[START EXCERPTED DATA]

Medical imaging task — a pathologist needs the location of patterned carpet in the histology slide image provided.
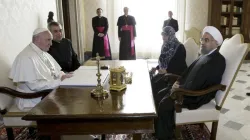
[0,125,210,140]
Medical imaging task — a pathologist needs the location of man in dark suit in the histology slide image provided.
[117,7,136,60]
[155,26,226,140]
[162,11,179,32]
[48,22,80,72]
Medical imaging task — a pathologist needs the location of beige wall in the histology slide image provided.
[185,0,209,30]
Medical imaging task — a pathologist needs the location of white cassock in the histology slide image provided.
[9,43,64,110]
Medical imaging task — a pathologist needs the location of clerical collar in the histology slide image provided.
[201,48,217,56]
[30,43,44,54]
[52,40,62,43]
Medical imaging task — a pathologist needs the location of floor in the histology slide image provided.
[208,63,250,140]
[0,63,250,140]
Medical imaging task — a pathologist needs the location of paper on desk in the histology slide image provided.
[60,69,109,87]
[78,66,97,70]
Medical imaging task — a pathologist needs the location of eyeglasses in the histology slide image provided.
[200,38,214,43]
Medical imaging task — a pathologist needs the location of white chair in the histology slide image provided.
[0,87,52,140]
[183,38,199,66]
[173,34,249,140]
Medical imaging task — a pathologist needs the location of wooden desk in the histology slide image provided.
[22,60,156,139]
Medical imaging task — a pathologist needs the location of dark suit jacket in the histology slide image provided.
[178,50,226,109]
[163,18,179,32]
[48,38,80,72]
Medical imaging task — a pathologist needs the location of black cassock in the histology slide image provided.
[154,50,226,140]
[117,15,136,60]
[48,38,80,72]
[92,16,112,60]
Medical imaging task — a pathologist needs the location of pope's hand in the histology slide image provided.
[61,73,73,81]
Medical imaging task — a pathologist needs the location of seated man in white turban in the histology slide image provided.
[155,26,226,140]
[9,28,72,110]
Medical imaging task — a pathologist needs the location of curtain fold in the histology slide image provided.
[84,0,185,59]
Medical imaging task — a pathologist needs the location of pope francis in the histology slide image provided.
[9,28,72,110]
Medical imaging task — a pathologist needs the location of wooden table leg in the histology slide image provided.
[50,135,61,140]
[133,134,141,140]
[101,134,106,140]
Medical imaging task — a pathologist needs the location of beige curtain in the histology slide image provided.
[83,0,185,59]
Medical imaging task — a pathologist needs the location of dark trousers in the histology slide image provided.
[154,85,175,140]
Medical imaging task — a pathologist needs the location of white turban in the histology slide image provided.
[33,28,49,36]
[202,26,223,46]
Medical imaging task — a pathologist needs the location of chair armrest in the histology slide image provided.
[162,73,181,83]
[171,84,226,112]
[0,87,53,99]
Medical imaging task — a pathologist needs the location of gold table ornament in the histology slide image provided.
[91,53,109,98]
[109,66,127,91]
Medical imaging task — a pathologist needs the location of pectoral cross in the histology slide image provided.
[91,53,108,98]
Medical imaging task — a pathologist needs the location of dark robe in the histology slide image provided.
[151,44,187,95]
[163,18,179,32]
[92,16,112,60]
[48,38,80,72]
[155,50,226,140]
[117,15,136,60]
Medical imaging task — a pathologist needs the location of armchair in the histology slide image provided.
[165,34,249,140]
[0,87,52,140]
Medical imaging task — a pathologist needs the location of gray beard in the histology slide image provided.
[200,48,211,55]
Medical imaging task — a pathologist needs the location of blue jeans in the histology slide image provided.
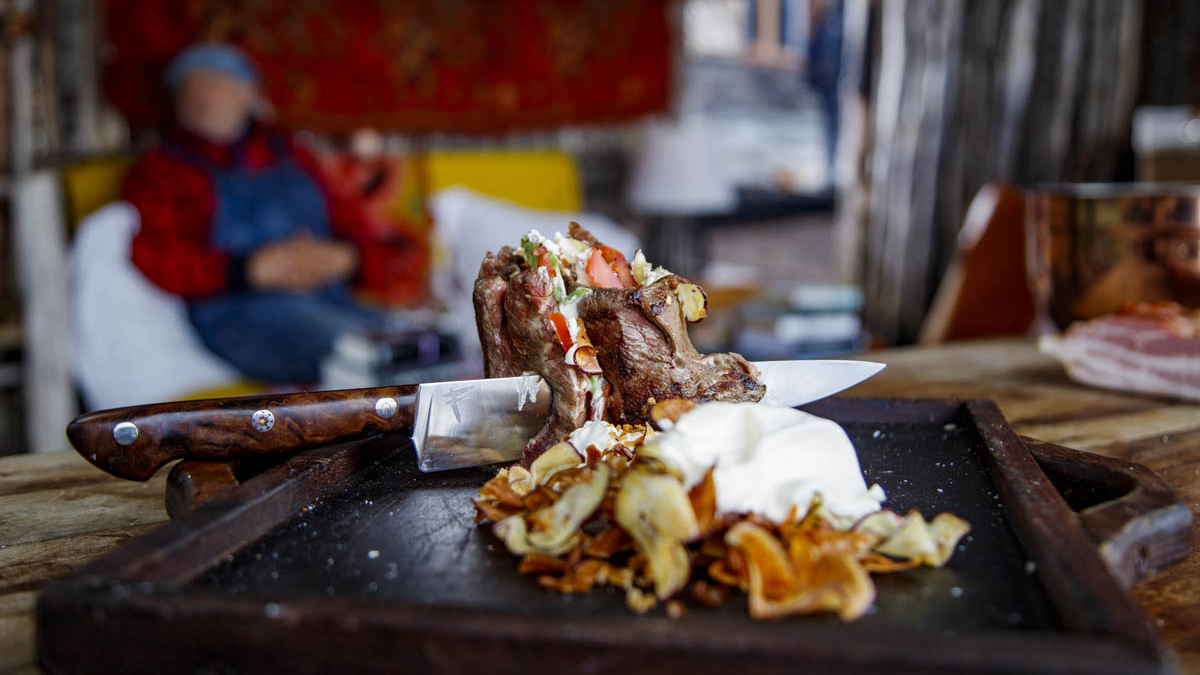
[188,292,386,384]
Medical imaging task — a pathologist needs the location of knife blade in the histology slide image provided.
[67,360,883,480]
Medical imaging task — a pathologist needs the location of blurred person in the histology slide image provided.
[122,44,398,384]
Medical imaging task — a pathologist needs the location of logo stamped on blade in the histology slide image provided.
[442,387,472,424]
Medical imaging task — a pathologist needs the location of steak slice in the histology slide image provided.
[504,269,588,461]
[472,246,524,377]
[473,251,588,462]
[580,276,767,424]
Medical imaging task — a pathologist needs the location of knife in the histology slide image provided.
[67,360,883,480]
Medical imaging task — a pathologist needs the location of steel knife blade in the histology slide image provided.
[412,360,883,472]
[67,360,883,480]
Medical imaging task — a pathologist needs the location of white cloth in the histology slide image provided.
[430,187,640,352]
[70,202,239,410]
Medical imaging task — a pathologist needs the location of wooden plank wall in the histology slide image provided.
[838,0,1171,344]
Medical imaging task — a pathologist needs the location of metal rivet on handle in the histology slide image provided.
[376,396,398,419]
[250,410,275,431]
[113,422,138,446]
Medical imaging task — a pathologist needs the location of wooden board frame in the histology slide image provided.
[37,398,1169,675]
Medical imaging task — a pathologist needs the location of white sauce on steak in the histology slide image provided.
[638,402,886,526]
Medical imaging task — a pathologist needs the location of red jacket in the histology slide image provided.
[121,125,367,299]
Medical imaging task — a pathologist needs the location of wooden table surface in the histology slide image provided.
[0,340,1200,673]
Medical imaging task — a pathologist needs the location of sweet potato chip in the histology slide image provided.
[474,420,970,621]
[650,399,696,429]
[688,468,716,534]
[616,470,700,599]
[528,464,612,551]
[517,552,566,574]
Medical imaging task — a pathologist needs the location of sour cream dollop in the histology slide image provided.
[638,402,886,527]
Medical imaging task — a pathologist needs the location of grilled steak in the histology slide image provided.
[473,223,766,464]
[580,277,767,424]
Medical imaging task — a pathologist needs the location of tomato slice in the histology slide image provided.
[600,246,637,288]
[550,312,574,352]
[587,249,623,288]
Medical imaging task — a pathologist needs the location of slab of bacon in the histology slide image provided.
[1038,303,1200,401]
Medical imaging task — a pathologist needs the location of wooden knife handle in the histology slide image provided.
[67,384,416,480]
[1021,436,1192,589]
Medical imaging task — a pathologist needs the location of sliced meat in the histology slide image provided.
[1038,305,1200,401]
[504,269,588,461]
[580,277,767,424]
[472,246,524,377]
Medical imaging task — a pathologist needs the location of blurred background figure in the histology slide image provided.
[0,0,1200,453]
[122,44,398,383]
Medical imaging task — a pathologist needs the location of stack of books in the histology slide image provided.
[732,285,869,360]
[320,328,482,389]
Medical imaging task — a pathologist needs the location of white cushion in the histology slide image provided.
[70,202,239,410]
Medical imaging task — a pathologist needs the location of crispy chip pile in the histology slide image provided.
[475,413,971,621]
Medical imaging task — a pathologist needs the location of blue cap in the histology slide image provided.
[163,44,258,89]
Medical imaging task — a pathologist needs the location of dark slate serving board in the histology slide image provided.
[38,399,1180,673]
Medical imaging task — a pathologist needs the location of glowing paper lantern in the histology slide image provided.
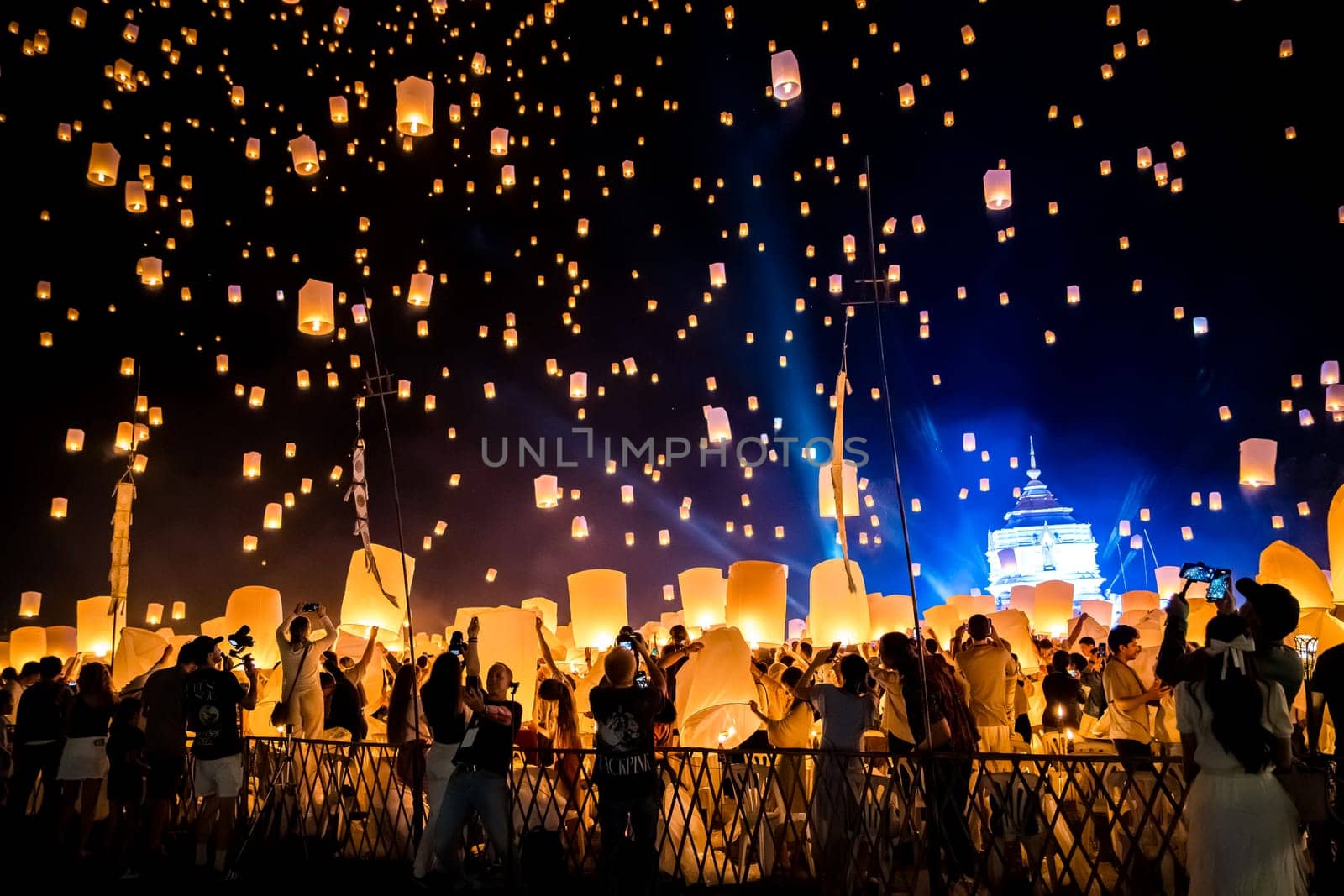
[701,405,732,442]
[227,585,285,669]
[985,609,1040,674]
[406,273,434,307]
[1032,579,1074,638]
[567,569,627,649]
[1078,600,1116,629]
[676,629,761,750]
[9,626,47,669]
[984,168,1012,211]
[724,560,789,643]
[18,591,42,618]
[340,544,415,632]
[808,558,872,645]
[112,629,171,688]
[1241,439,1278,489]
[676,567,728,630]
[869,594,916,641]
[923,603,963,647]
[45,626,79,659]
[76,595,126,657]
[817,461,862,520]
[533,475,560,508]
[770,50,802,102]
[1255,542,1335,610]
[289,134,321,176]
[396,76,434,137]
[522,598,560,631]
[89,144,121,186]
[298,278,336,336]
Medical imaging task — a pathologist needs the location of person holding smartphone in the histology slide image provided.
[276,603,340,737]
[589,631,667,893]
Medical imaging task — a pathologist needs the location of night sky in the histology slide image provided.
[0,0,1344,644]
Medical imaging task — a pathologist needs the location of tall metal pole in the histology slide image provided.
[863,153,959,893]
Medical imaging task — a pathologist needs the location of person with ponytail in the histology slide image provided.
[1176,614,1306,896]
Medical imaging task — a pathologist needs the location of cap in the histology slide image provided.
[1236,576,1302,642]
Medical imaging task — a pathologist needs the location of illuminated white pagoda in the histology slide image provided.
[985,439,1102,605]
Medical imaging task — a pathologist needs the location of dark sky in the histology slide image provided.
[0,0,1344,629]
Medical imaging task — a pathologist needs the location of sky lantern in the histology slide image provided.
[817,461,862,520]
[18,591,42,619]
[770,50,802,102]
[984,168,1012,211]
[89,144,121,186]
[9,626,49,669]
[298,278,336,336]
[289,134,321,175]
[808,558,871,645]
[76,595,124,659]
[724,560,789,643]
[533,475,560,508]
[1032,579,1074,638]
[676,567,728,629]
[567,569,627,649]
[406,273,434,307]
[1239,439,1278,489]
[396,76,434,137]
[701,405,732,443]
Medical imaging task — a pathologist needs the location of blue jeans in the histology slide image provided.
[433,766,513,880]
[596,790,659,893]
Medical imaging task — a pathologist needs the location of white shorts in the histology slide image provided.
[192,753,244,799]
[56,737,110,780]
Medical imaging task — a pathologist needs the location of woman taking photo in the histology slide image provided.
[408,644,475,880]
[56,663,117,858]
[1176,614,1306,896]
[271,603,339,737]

[END EXCERPTED DATA]

WHAT THIS TASK INVOLVES: Please copy out the items between the line containing "cushion in the histology slide image provided." and the line containing "[0,0,1344,629]", both lines included. Leave the pictures out of your copy.

THE ANSWER:
Medical imaging task — a pathologist needs the location of white cushion in the histology slide image provided.
[70,202,239,410]
Medical imaging task — a pathologist needs the location of crispy chip pile in the histology slide image provided.
[475,413,971,621]
Medical imaging task — a pathologist needs the location of blue cap in the histology slide image provided.
[163,44,258,89]
Medical imaging task — a pathologist needs the location of dark slate serving board in the histology slide image provided.
[38,399,1180,673]
Medical imaging task — a pathologist needs the location of glowing paper lantern in the histology slide image provided.
[701,405,732,442]
[227,585,285,669]
[985,609,1040,674]
[406,273,434,307]
[1032,579,1074,638]
[567,569,627,649]
[1078,600,1116,629]
[676,629,761,750]
[9,626,47,669]
[984,168,1012,211]
[724,560,789,643]
[18,591,42,618]
[340,544,415,632]
[808,558,872,645]
[112,629,171,688]
[1241,439,1278,489]
[676,567,728,630]
[869,594,916,641]
[923,603,963,647]
[45,626,79,659]
[76,595,126,657]
[817,461,862,520]
[533,475,560,508]
[770,50,802,102]
[1255,542,1335,610]
[289,134,321,176]
[396,76,434,137]
[522,598,560,631]
[89,144,121,186]
[298,278,336,336]
Medical imaging task — a pathologist needs the location of person holding smartphone in the histology slide image provided.
[276,603,340,737]
[589,631,667,893]
Medical imaging task — a pathologist needs the location of night sky in the histology slide image provided.
[0,0,1344,644]
Medical imaging task — a pathologist needs the location of tall metal pole in the histology slide image provided.
[863,153,959,893]
Medical imaging task — a pathologist needs the location of person with ponytail in the histology slide image provided.
[1176,614,1306,896]
Medical imaging task — a pathologist needs the location of cap in the histology slide image provided.
[1236,576,1302,642]
Medical imaging task — a pathologist needs the location of illuminated white pagoda in the histology slide image provided.
[985,439,1102,605]
Medical imaging task — a pathologist needs the location of dark sky in the histology slide image provided.
[0,0,1344,629]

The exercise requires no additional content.